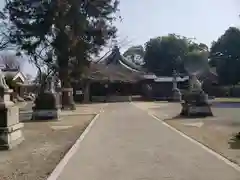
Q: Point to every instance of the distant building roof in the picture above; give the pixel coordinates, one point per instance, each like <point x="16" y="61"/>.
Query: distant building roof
<point x="14" y="74"/>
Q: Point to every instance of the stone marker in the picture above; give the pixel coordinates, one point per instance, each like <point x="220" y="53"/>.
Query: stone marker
<point x="47" y="103"/>
<point x="196" y="101"/>
<point x="177" y="96"/>
<point x="10" y="128"/>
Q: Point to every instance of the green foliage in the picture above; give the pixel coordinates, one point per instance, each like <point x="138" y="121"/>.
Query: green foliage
<point x="196" y="61"/>
<point x="135" y="54"/>
<point x="225" y="56"/>
<point x="164" y="54"/>
<point x="4" y="40"/>
<point x="62" y="33"/>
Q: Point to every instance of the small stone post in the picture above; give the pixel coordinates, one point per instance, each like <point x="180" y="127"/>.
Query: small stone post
<point x="177" y="96"/>
<point x="10" y="127"/>
<point x="47" y="104"/>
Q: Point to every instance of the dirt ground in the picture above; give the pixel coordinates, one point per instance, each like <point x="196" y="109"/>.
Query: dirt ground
<point x="218" y="132"/>
<point x="44" y="146"/>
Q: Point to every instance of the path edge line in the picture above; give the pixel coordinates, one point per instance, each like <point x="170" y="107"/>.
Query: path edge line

_ _ _ _

Task instructions ::
Please set out the material above as a Markdown table with the columns Row and Line, giving each line its own numbered row. Skip blank lines and leave the pictures out.

Complete output ::
| Row | Line |
|---|---|
| 1 | Q: Point to every instance of the distant building roof in the picture above; give the pixel coordinates, one point per instance, each like <point x="16" y="61"/>. |
| 2 | Query: distant building roof |
| 3 | <point x="14" y="74"/> |
| 4 | Q: Point to every instance of the stone marker in the picture above; give the pixel coordinates, one point per instance, each like <point x="220" y="53"/>. |
| 5 | Query: stone marker |
| 6 | <point x="47" y="103"/> |
| 7 | <point x="196" y="101"/> |
| 8 | <point x="177" y="96"/> |
| 9 | <point x="10" y="128"/> |
| 10 | Q: Point to every instance of the green foliage in the picture above; give the pixel coordinates, one point per instance, each like <point x="138" y="121"/>. |
| 11 | Query: green foliage |
| 12 | <point x="196" y="61"/> |
| 13 | <point x="135" y="54"/> |
| 14 | <point x="225" y="56"/> |
| 15 | <point x="164" y="54"/> |
| 16 | <point x="4" y="40"/> |
| 17 | <point x="62" y="33"/> |
| 18 | Q: Point to every instance of the small stone post in the picture above; give the pixel coordinates, one point per instance, each like <point x="180" y="127"/>. |
| 19 | Query: small stone post |
| 20 | <point x="177" y="96"/> |
| 21 | <point x="10" y="127"/> |
| 22 | <point x="47" y="104"/> |
| 23 | Q: Point to every instance of the dirt ground in the picture above; give the pixel coordinates, one point per instance, each like <point x="196" y="109"/>. |
| 24 | Query: dirt ground |
| 25 | <point x="218" y="132"/> |
| 26 | <point x="44" y="146"/> |
| 27 | Q: Point to every instance of the path edge line in the picture above; give the pixel coordinates, one point per instance, each like <point x="170" y="107"/>. |
| 28 | Query: path edge line |